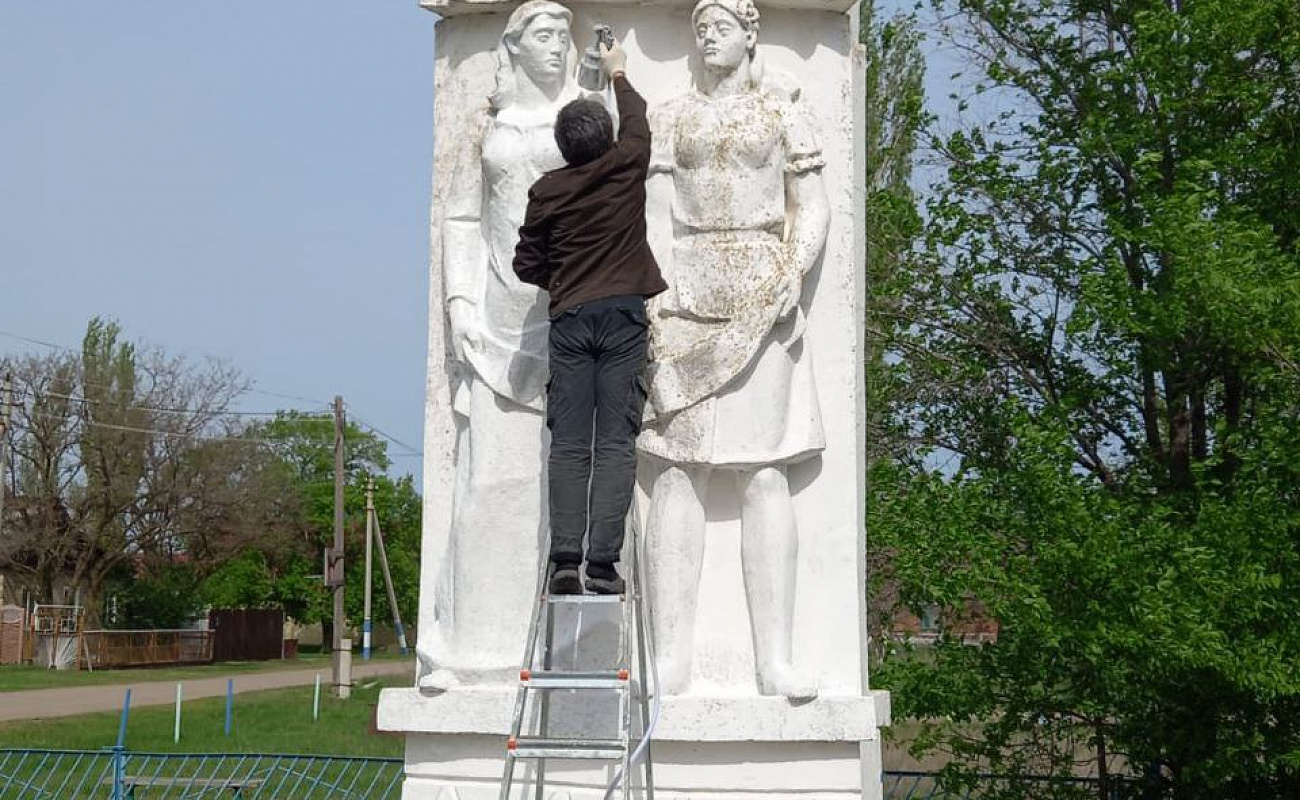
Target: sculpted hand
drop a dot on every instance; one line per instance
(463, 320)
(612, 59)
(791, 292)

━━━━━━━━━━

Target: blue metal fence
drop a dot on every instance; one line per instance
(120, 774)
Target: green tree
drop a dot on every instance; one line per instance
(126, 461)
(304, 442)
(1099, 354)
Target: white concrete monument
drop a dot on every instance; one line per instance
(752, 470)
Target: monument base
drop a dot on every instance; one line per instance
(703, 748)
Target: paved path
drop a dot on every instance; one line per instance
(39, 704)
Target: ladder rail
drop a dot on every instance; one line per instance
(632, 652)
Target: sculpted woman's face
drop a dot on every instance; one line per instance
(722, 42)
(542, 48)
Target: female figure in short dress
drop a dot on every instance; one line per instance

━━━━━━━━━━

Count how many lines in the records above contain the word "sculpted", and reply with only that number.

2